### 要做的事
a. 列出这篇 POJ 2236 解题报告的代码中定义的全部函数名。
b. 判断以下说法是否与这篇 POJ 2236 解题报告相符,每条回答“是”或“否”,并原样引用报告中起决定作用的文字:(i) 每台电脑都配有一个 vector,用来存放与它距离在 d 以内的电脑标号;(ii) 两台电脑不连通时,程序输出 SUCCESS;(iii) 常量 N 的值是 200010。
c. 在这篇 POJ 2236 解题报告的代码中,数组 father 声明的大小是多少?

POJ 2236 Wireless Network 解题报告
解题思路:每个电脑都设置一个vector,储存离这个电脑距离在d以内的电脑标号,如果该电脑被修好,连接这些电脑到该电脑上。
#include<iostream>
#include<math.h>
#include<iomanip>
#include<algorithm>
#include<iostream>
#include<math.h>
#include<iomanip>
#include<algorithm>
#include<queue>
#include<cstring>
#include<string>
#include<map>
#include<stack>
#include<stdio.h>
#include<cstdio>
#include<stdlib.h>
#include<fstream>
#include<iomanip>
#include<vector>
#pragma warning(disable:4996)
#define INF 0x3f3f3f3f
#define ll long long
#define PI acos(-1.0)
const int N = 200010;
const int maxn = 1e5+10;
using namespace std;
int n, d;
int father[1005],visit[1005];
vector<int>v[1005];
struct node {
int x, y;
}pos[1005];
int find(int t)
{
while (t != father[t])
{
t = father[t];
}
return t;
}
void connect(int a, int b)
{
int m = find(a);
int n = find(b);
father[m] = n;
}
void solve(int x, int y)
{
int m = find(x);
int n = find(y);
if (m != n)
cout << "FAIL" << endl;
else
cout << "SUCCESS" << endl;
}
int main()
{
scanf("%d%d", &n, &d);
for (int i = 1; i <= n; i++)
{
scanf("%d%d", &pos[i].x, &pos[i].y);
father[i] = i;
}
for (int i = 1; i <= n; i++)
{
for (int j = 1; j <= n; j++)
{
if (i == j)
continue;
double sum = sqrt((pos[j].x - pos[i].x) * (pos[j].x - pos[i].x) + (pos[j].y - pos[i].y) * (pos[j].y - pos[i].y));
if (sum <= d)
v[i].push_back(j);
}
}
char ch;
int id,x, y;
while (~scanf("%c", &ch))
{
if (ch == 'O')
{
scanf("%d", &id);
visit[id] = 1;
for (int i=0; i<v[id].size();i++)
{
int tem = v[id][i];
if (1 == visit[tem])
connect(id, tem);
}
}
else if (ch == 'S')
{
scanf("%d%d", &x, &y);
solve(x, y);
}
}
}

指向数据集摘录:
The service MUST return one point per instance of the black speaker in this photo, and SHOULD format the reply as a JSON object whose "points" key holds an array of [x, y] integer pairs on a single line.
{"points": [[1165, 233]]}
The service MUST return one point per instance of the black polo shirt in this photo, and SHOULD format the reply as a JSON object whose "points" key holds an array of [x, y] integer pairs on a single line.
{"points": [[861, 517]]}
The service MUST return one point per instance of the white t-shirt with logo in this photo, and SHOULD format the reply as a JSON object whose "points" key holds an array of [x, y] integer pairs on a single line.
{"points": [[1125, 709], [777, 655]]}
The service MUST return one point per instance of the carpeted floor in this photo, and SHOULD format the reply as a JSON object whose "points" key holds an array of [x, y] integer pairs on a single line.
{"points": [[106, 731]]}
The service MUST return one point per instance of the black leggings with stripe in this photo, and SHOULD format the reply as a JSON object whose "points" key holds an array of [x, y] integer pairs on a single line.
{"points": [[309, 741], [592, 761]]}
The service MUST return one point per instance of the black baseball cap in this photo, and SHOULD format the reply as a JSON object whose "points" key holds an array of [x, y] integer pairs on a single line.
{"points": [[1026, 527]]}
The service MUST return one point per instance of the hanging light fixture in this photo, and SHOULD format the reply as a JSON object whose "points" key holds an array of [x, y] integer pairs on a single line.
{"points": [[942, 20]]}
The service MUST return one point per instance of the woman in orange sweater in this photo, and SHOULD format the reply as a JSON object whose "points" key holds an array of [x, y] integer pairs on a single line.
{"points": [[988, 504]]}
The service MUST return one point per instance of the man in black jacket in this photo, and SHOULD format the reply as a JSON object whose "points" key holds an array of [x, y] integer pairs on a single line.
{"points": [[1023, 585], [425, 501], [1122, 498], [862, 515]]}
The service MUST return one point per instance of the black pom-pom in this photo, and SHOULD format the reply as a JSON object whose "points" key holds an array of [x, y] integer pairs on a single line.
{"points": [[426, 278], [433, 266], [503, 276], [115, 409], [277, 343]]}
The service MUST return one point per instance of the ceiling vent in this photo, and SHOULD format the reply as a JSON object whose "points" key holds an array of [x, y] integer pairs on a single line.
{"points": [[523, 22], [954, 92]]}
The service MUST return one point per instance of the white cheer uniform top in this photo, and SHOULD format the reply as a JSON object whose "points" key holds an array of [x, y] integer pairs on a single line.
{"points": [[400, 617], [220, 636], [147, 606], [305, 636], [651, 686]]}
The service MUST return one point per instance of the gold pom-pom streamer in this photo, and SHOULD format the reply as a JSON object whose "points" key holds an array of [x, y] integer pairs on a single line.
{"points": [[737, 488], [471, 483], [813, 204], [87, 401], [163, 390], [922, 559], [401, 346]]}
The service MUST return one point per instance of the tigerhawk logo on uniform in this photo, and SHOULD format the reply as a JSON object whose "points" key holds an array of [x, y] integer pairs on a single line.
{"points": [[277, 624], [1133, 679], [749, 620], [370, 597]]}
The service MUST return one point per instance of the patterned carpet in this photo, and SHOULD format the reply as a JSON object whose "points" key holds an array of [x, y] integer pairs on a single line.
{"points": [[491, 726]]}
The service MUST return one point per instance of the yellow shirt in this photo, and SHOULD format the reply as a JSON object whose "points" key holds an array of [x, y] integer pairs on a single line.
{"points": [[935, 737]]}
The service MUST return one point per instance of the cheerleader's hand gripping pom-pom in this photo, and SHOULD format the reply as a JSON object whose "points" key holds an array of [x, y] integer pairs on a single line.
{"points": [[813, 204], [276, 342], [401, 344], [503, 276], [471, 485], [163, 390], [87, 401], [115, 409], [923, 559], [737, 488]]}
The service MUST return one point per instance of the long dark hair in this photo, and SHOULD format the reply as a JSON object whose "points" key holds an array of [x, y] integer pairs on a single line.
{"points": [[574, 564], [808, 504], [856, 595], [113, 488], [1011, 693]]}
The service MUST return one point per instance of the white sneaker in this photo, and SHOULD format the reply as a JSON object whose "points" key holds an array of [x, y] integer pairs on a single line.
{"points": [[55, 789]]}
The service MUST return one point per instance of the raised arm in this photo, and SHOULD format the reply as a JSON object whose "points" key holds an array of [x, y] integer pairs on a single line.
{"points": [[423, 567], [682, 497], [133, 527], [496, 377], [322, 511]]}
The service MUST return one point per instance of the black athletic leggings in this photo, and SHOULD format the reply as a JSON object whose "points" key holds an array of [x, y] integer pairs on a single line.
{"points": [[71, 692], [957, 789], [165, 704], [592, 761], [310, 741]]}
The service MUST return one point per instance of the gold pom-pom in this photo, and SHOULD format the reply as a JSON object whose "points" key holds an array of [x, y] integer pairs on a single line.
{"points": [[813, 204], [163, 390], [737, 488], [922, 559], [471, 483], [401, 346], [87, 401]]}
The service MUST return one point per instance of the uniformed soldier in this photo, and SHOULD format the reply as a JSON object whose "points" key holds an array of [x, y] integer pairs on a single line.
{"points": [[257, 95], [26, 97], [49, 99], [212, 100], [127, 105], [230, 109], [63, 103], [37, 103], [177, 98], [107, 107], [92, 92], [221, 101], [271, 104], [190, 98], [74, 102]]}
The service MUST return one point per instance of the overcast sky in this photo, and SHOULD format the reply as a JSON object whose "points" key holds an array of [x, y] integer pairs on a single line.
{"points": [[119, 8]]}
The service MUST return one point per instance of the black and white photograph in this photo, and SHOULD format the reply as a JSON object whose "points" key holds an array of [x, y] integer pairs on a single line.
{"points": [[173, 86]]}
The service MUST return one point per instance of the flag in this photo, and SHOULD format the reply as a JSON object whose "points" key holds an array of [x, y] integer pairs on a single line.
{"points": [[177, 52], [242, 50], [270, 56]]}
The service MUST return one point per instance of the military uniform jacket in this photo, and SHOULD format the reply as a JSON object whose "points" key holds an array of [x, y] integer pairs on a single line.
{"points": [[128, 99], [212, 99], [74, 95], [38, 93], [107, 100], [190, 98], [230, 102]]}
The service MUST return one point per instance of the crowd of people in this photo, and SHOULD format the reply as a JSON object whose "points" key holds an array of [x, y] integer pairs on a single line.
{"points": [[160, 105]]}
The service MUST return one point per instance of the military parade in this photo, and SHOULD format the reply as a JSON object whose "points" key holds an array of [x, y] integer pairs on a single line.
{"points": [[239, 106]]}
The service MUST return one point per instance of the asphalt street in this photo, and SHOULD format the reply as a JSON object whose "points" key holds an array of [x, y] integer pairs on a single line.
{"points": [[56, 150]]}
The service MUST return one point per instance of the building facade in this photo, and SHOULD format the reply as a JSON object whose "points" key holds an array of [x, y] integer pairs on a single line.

### 任务答案
a. find、connect、solve、main

b.
(i) 是。「每个电脑都设置一个vector,储存离这个电脑距离在d以内的电脑标号」
(ii) 否。「if (m != n)」之后是「cout << "FAIL" << endl;」
(iii) 是。「const int N = 200010;」

c. 1005。